■ **Task to complete**
Everything from the line with "the walnut half" through the end of the entries must be transcribed exactly; no other lines belong in the answer.

■ **Available records**
++++++++

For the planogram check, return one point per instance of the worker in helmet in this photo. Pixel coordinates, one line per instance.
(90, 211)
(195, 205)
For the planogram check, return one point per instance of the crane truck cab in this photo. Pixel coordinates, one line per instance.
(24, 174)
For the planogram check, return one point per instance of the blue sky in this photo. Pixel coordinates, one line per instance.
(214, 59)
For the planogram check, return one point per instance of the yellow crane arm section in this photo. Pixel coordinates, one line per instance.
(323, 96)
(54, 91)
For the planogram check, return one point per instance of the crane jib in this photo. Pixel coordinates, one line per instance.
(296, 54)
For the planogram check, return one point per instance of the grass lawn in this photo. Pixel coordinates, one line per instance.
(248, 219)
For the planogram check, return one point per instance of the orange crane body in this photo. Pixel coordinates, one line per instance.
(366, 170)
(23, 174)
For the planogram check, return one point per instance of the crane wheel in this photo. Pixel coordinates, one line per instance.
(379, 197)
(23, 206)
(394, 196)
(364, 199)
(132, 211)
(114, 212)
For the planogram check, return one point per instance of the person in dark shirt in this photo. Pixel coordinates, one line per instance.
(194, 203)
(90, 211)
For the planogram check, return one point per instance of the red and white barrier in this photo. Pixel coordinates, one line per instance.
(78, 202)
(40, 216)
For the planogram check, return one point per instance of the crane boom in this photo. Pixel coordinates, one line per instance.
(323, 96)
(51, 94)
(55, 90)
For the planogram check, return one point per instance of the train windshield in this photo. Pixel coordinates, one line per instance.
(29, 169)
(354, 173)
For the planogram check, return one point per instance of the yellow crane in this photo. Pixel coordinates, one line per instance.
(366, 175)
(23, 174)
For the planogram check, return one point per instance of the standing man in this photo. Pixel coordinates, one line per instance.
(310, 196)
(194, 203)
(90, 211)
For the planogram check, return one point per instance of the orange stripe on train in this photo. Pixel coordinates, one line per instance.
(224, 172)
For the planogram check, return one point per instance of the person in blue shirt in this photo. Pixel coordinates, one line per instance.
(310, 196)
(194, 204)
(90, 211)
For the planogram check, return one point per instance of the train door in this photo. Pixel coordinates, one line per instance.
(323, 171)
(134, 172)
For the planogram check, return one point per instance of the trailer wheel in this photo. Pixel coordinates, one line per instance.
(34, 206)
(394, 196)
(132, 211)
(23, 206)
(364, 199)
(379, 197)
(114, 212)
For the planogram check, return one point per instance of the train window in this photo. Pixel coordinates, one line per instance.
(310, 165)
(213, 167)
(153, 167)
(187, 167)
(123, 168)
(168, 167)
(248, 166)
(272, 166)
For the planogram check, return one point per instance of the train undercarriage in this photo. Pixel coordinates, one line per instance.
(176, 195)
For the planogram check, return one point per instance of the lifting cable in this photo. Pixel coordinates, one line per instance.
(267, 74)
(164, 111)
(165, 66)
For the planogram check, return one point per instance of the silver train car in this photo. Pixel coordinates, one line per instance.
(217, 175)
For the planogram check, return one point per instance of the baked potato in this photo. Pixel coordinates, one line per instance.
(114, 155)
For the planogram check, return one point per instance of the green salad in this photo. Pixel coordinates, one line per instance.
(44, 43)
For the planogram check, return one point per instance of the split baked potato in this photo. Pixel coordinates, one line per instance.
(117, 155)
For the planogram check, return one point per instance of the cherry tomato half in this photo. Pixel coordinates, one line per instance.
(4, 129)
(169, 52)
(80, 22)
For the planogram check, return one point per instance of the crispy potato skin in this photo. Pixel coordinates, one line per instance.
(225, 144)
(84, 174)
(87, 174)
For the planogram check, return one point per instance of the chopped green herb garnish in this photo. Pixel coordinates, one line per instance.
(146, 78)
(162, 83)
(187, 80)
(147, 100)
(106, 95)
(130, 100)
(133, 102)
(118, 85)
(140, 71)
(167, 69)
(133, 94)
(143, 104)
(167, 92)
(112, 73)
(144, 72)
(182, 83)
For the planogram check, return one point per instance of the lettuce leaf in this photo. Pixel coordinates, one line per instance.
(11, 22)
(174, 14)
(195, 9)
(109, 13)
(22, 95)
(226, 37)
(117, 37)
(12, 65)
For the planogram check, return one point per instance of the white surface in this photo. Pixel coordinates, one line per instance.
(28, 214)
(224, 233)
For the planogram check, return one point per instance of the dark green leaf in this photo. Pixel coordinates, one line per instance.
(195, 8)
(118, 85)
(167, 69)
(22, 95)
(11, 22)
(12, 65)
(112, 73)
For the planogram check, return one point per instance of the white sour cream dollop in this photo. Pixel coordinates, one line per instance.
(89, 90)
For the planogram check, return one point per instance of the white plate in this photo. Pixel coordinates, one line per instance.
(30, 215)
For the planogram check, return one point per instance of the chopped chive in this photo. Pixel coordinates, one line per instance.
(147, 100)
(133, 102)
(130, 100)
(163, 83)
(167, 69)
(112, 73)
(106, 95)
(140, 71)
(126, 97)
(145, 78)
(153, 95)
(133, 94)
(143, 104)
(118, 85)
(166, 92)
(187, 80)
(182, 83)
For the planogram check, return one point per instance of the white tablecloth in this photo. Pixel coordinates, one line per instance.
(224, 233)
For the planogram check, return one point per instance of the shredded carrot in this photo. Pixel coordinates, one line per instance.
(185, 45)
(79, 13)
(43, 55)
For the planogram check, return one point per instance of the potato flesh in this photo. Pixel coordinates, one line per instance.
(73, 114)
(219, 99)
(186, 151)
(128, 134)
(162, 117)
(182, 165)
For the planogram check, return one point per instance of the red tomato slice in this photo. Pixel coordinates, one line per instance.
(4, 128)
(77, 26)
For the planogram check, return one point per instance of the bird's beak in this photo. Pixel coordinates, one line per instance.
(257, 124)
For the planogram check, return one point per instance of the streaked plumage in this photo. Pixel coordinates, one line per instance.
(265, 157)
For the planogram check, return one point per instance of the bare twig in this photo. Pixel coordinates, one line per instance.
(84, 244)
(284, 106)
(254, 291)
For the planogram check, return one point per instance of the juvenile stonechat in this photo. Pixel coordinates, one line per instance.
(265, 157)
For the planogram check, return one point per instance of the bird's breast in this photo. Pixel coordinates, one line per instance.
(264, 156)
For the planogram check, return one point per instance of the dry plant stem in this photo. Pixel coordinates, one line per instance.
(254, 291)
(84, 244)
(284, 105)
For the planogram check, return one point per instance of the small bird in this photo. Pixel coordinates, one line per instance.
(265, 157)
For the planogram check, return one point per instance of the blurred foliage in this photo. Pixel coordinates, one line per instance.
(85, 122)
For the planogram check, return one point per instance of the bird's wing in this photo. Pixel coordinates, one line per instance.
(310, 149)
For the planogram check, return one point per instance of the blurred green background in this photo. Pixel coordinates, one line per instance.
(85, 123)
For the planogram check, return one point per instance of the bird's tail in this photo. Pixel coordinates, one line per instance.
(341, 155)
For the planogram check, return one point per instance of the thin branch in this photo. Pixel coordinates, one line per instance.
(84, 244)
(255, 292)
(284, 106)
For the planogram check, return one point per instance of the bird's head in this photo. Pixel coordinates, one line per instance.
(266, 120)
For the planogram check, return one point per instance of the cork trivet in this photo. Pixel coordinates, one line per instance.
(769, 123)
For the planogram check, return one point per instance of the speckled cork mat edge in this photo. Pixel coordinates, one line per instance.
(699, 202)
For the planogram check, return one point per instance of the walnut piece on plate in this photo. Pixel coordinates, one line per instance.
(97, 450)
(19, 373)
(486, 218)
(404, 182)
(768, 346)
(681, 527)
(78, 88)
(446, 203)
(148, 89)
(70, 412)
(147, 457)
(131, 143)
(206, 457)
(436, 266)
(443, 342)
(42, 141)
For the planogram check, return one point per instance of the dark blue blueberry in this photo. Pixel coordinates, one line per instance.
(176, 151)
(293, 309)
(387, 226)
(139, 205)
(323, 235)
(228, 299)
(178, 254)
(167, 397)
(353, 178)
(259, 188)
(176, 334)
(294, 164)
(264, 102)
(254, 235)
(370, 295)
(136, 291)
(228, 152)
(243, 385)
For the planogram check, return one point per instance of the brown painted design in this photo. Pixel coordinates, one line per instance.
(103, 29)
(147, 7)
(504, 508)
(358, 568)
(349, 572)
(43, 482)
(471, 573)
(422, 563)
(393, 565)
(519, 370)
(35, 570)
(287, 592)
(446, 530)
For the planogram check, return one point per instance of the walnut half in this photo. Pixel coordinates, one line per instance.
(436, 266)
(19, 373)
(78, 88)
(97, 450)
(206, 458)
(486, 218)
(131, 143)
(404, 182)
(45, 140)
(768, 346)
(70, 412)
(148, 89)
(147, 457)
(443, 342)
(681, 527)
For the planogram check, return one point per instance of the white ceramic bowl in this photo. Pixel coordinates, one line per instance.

++++++++

■ **Response area**
For the planogram check, return one point per instance of the walnut half in this photo. Pixel coordinates, one line per instance.
(436, 266)
(19, 373)
(78, 88)
(97, 450)
(206, 458)
(486, 218)
(131, 143)
(404, 182)
(45, 140)
(768, 346)
(70, 412)
(148, 89)
(147, 457)
(443, 342)
(681, 527)
For the planogram check, return one point per instance of the white ceramic bowl in this photo. Pixel coordinates, one line per instance.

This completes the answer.